# Exercise prompt
Each entry in the listing below should be restated word for word.

━━━━━━━━

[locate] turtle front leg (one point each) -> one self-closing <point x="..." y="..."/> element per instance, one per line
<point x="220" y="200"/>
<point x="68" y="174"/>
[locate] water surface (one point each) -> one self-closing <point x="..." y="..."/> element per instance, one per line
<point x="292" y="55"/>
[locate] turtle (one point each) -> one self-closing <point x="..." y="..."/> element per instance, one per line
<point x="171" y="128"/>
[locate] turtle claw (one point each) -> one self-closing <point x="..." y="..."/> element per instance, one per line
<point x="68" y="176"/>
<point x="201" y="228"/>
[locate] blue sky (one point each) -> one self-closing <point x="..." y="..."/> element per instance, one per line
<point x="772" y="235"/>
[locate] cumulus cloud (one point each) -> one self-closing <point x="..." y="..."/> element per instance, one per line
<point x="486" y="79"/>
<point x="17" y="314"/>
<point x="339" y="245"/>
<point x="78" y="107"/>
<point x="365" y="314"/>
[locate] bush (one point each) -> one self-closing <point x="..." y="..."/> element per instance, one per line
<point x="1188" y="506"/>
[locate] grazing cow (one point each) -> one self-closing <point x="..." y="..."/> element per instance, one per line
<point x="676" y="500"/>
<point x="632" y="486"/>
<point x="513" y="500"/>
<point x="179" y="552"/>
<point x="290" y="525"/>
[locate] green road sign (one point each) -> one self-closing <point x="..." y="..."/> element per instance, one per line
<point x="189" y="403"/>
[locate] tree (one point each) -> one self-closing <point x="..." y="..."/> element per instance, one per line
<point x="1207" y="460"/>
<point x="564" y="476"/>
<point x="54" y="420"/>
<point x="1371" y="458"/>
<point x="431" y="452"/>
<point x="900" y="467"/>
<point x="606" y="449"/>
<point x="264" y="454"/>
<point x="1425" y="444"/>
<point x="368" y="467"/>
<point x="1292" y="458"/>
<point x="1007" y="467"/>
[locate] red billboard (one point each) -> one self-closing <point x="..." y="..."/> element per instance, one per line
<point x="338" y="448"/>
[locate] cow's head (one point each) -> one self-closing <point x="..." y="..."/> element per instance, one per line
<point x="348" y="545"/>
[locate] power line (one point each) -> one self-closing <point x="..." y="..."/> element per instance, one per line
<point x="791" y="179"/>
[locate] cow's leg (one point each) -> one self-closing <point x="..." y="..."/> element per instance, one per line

━━━━━━━━

# Exercise output
[locate] turtle front leg (one point each) -> one self-closing <point x="..." y="..."/> element per instance, one per line
<point x="220" y="200"/>
<point x="68" y="174"/>
[locate] water surface (one point each) -> one self-closing <point x="..." y="..."/> element per instance, one per line
<point x="292" y="55"/>
[locate] turtle (one point each) -> one self-closing <point x="..." y="..."/> element per instance, one per line
<point x="171" y="128"/>
[locate] turtle claw (one point each) -> one self-closing <point x="..." y="..."/> element per instance, one per line
<point x="68" y="176"/>
<point x="201" y="228"/>
[locate] blue sky (one point each) -> one self-closing <point x="..." y="..."/> element per instance, one per line
<point x="772" y="235"/>
[locate] cumulus cloud (one point each) -> one self-closing <point x="..." y="..."/> element per instance, one per line
<point x="486" y="79"/>
<point x="17" y="314"/>
<point x="339" y="245"/>
<point x="78" y="107"/>
<point x="365" y="314"/>
[locate] bush (one point each) -> one self-closing <point x="..." y="..."/> element per instance, one per line
<point x="1188" y="506"/>
[locate] grazing cow (one point each) -> one self-closing <point x="..." y="..."/> element per instance, one per line
<point x="676" y="500"/>
<point x="632" y="486"/>
<point x="513" y="500"/>
<point x="179" y="552"/>
<point x="290" y="525"/>
[locate] green road sign (one point each) -> one self-closing <point x="..." y="..."/> element per instance, one per line
<point x="189" y="403"/>
[locate] tree (one point each) -> one self-closing <point x="..." y="..."/> element per instance, one per line
<point x="1207" y="460"/>
<point x="564" y="476"/>
<point x="54" y="420"/>
<point x="1371" y="458"/>
<point x="431" y="452"/>
<point x="900" y="467"/>
<point x="606" y="449"/>
<point x="264" y="454"/>
<point x="1425" y="444"/>
<point x="368" y="467"/>
<point x="1292" y="458"/>
<point x="1007" y="467"/>
[locate] red billboard (one point each) -> one self-closing <point x="..." y="..."/> element per instance, one per line
<point x="338" y="448"/>
[locate] cow's head (one point each) -> one self-closing <point x="..." y="..."/> element per instance, one per line
<point x="348" y="545"/>
[locate] power line (one point each) -> one self-closing <point x="..." y="..."/> element per instance, one per line
<point x="791" y="179"/>
[locate] cow's leg (one point each) -> one self-closing <point x="..." y="..."/> element per instance, one per line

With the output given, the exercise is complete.